Requirement: Copy everything from the line containing "Target = boat" down to the end of the records, changing "dropped as a pin" to "marked with a pin" and keeping all else the same. Give only those lines.

★ ★ ★ ★

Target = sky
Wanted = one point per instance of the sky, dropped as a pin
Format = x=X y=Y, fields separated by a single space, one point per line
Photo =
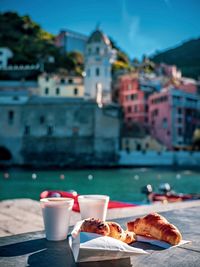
x=137 y=26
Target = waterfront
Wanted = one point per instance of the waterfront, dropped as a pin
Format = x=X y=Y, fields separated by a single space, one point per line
x=119 y=184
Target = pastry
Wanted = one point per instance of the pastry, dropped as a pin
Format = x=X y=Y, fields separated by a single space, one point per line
x=156 y=226
x=111 y=229
x=95 y=226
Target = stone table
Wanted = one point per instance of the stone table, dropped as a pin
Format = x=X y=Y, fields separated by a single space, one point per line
x=32 y=249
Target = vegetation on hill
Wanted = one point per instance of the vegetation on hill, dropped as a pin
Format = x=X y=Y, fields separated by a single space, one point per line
x=31 y=44
x=186 y=57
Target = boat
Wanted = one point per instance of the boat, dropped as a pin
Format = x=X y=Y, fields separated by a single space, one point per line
x=73 y=194
x=166 y=194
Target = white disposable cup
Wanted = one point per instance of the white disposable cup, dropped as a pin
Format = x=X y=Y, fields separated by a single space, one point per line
x=93 y=206
x=56 y=216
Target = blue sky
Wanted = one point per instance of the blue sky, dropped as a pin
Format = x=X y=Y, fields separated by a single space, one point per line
x=138 y=26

★ ★ ★ ★

Exercise answer:
Target = boat
Wanted = one point per instance of the boat, marked with a pin
Format = x=X y=Y, fields separated by a single space, one point per line
x=73 y=194
x=166 y=194
Target = white disposable cup
Wanted = one point per instance of the white disposable cup, marked with a pin
Format = x=X y=Y, fields separated by a single space, one point per line
x=93 y=206
x=56 y=216
Target = blue sky
Wanted = one point per instance of the blue sky, marked with a pin
Format = x=X y=Y, fields separated by a single space, one point per line
x=138 y=26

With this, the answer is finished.